• [KUTIPAN TEKS]

SILATNAS dgn seluruh rangkaian acara yg melengkapinya, tak terkecuali kegiatan reuni yg gaungnya jauh2 hari telah membahana, semoga benar2 menjadi media tuk mengingatkan NIAT AWAL kita berkiprah di lembaga ini, guna memproteksi diri dari 1001 macam perangkap yg bisa menggerus cita2 luhur yg sdh terpatri.
Kita ini adalah barisan para PEJUANG, maka marilah kita menunjukkan jati diri sebagai pejuang, yg pola fikir, cara pandang dan standar nilainya, sangat kontras dgn manusia pada umumnya, perkembangan zaman dgn segala dinamikanya, sangat mungkin menggiring kita ikut2an jadi gila, sebagaimana kegilaan yg melanda anak cucu Adam, jangan kembali mengejar apa lagi sampai ikut2an berkompetisi, tuk menggapai hal2 yg justru kita tinggalkan, demi fokusnya kita pada tujuan awal, TEGAK dan TERLAKSANANYA AJARAN ISLAM dalam kehidupan keseharian.

• [TUGAS YANG DIKERJAKAN]
A) Jawab pertanyaan berikut berdasarkan kutipan di atas:
(i) Apa yang diharapkan menjadi media untuk mengingatkan niat awal?
(ii) Kegiatan apa yang gaungnya disebut sudah membahana jauh-jauh hari?
(iii) Apa tujuan awal yang disebut di bagian akhir kutipan?
B) Salin ulang bagian kutipan yang dibuka dengan kata-kata "Kita ini adalah" dan ditutup dengan "dalam kehidupan keseharian.", lalu ganti "barisan" menjadi "kumpulan".
C) Terjemahkan kalimat dari kutipan ini ke dalam bahasa Inggris: "SILATNAS dgn seluruh rangkaian acara yg melengkapinya, tak terkecuali kegiatan reuni yg gaungnya jauh2 hari telah membahana, semoga benar2 menjadi media tuk mengingatkan NIAT AWAL kita berkiprah di lembaga ini, guna memproteksi diri dari 1001 macam perangkap yg bisa menggerus cita2 luhur yg sdh terpatri."
Baris-baris data tidak ada hubungannya dengan kutipan ini.

• [BARIS DATA]
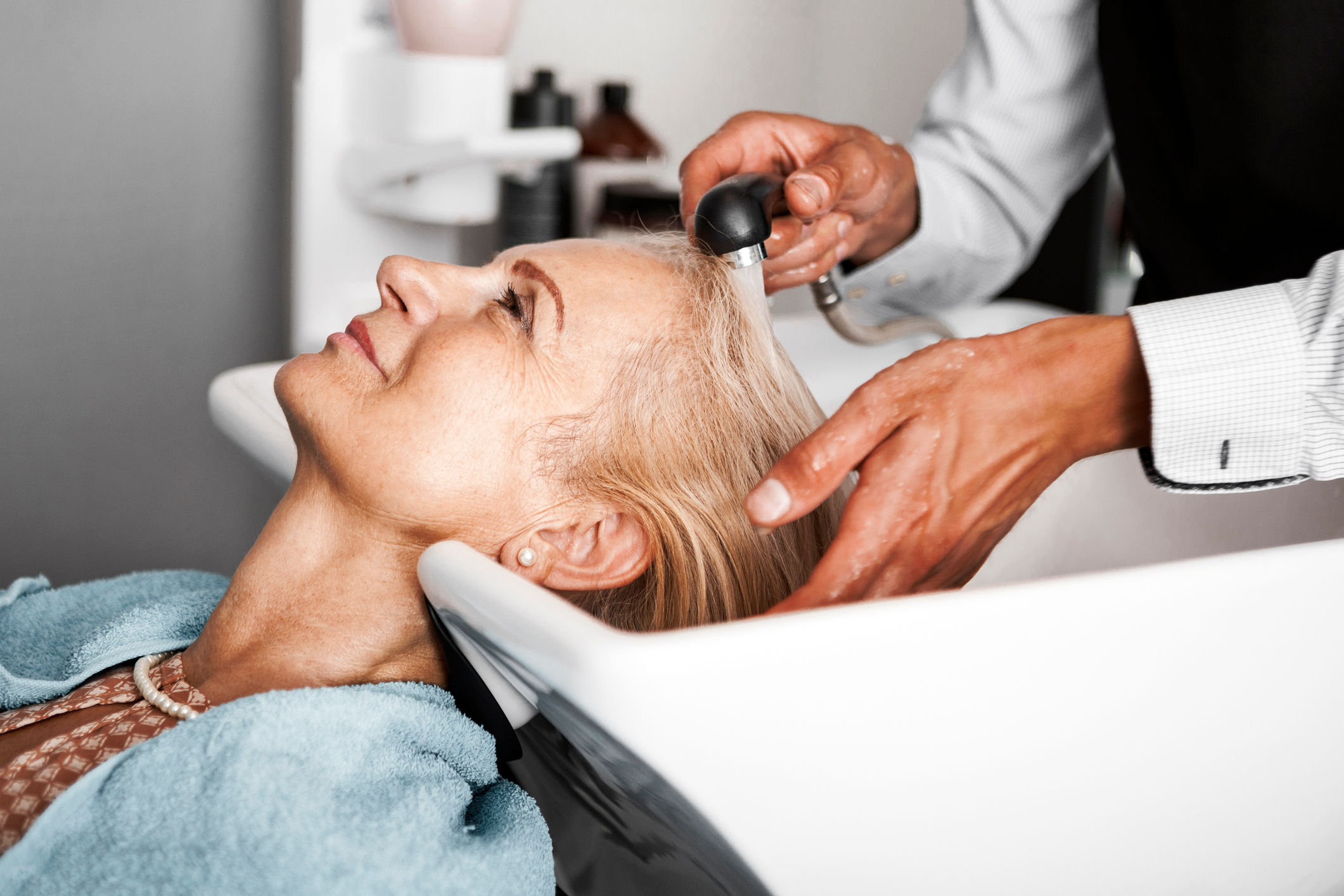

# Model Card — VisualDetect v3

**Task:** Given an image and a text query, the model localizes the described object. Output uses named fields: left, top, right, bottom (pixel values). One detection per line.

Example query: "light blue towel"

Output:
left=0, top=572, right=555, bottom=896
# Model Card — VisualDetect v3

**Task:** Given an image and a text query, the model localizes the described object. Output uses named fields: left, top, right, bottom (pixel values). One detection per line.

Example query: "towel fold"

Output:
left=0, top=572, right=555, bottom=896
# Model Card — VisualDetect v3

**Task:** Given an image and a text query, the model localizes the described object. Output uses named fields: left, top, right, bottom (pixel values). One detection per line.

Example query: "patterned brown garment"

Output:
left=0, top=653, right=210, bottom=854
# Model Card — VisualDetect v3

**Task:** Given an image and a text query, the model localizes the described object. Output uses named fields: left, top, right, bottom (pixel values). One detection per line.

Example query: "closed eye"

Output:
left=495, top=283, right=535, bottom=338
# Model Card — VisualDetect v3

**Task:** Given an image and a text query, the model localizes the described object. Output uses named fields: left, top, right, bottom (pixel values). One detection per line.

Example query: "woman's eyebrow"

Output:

• [JAWABAN TUGAS]
A)
(i) SILATNAS dengan seluruh rangkaian acara yang melengkapinya.
(ii) Kegiatan reuni.
(iii) Tegak dan terlaksananya ajaran Islam dalam kehidupan keseharian.

B)
Kita ini adalah kumpulan para PEJUANG, maka marilah kita menunjukkan jati diri sebagai pejuang, yg pola fikir, cara pandang dan standar nilainya, sangat kontras dgn manusia pada umumnya, perkembangan zaman dgn segala dinamikanya, sangat mungkin menggiring kita ikut2an jadi gila, sebagaimana kegilaan yg melanda anak cucu Adam, jangan kembali mengejar apa lagi sampai ikut2an berkompetisi, tuk menggapai hal2 yg justru kita tinggalkan, demi fokusnya kita pada tujuan awal, TEGAK dan TERLAKSANANYA AJARAN ISLAM dalam kehidupan keseharian.

C) May SILATNAS, with the entire series of events that complete it, including the reunion whose echo has resounded for days beforehand, truly become a means to remind us of our ORIGINAL INTENTION in working within this institution, so as to protect ourselves from the 1001 kinds of traps that can erode the noble ideals already engraved in us.